— Saved entries —
----------

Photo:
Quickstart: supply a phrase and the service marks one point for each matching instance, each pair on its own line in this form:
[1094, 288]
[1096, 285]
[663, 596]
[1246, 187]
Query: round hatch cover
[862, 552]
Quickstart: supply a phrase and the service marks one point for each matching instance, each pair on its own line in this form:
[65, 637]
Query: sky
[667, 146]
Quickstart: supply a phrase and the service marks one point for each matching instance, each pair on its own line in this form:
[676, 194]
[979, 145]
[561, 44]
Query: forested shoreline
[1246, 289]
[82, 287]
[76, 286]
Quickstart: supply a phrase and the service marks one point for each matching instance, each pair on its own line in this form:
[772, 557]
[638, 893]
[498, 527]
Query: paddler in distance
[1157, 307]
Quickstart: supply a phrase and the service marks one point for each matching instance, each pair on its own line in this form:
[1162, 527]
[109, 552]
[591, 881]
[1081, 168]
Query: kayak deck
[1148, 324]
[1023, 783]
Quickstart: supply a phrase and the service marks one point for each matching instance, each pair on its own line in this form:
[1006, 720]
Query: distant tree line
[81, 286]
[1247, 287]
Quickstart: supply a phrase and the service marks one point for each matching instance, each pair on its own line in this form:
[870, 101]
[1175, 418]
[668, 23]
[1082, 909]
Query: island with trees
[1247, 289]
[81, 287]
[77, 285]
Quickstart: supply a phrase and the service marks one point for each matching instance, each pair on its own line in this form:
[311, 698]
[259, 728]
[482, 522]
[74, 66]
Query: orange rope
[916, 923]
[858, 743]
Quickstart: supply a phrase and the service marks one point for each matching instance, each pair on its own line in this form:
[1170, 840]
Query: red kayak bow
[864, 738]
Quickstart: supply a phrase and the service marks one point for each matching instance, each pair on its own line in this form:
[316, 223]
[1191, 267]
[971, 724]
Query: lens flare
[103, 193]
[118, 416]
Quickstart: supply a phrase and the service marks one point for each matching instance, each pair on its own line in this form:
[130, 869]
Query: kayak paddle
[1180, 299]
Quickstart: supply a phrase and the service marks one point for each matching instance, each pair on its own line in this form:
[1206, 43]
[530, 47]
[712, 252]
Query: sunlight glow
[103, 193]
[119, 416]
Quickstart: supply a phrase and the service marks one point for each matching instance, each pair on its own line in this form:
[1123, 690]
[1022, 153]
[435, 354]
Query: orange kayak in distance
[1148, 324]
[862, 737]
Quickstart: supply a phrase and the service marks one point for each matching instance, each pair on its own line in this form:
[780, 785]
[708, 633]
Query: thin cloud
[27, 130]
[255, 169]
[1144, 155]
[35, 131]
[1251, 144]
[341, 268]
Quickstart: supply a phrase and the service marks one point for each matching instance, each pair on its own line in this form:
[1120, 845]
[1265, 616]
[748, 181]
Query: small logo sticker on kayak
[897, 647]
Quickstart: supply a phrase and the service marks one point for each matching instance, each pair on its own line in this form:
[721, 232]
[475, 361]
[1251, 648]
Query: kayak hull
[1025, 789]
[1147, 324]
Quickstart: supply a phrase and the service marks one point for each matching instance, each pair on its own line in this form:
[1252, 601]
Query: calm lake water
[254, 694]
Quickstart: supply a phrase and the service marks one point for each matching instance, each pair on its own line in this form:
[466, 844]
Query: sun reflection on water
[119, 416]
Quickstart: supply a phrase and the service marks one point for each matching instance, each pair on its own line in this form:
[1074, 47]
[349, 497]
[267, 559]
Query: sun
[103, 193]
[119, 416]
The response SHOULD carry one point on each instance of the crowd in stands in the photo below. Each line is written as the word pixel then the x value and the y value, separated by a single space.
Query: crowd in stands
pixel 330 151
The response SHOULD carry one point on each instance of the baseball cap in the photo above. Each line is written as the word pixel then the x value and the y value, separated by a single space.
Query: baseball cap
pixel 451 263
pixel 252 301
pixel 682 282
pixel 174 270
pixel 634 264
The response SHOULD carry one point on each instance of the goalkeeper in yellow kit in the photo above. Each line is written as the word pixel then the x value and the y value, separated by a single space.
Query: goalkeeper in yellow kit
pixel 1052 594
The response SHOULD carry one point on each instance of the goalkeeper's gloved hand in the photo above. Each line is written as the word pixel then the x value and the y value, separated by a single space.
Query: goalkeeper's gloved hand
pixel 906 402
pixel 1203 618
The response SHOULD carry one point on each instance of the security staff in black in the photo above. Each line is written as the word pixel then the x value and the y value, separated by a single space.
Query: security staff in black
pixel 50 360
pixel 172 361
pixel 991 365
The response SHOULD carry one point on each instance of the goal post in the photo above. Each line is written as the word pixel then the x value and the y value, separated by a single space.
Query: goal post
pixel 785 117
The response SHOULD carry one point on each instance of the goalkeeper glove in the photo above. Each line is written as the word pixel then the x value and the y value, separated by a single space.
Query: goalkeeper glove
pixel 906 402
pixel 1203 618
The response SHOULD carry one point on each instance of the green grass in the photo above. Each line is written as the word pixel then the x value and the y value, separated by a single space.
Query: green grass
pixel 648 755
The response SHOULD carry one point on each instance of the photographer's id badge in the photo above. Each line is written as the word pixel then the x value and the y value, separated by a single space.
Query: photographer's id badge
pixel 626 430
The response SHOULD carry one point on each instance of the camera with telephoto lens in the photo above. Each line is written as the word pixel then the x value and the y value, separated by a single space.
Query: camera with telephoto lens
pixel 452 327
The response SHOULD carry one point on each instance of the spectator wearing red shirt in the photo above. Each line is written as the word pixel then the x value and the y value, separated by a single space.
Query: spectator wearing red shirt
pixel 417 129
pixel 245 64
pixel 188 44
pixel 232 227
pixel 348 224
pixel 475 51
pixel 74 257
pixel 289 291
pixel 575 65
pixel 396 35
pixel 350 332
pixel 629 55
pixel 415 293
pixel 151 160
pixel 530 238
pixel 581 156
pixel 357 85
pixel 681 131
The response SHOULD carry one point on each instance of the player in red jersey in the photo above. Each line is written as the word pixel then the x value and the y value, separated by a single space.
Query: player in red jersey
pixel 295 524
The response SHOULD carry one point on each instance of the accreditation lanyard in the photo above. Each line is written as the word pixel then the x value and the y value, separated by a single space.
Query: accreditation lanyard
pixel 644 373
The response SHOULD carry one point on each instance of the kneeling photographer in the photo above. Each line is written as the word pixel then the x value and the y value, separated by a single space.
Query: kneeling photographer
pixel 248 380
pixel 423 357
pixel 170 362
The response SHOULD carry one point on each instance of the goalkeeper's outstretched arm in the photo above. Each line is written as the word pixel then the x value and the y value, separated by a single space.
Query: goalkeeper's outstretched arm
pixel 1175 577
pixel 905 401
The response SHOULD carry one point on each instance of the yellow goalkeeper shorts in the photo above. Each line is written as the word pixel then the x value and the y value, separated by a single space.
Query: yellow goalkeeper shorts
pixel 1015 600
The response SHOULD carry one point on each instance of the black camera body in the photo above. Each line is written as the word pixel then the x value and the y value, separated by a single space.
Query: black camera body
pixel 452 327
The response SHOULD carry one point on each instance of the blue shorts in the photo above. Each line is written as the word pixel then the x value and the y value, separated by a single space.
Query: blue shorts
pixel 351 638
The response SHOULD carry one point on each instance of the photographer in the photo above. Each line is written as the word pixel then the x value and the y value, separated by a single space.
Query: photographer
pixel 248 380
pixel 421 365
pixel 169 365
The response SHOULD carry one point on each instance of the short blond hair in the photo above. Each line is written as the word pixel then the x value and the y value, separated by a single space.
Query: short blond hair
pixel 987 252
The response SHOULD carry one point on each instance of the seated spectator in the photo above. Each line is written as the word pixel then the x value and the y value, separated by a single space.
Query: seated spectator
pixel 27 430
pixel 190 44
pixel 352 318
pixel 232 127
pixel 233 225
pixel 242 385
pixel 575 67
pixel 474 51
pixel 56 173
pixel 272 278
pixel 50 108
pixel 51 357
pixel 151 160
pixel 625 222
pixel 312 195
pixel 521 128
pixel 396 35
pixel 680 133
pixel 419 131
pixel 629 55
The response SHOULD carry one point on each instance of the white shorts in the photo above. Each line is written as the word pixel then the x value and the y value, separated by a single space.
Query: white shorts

----------

— EXERCISE REQUIREMENTS —
Say how many lines in the entries contain the string "white". Nothing else belongs in the reply.

— FINISHED TASK —
2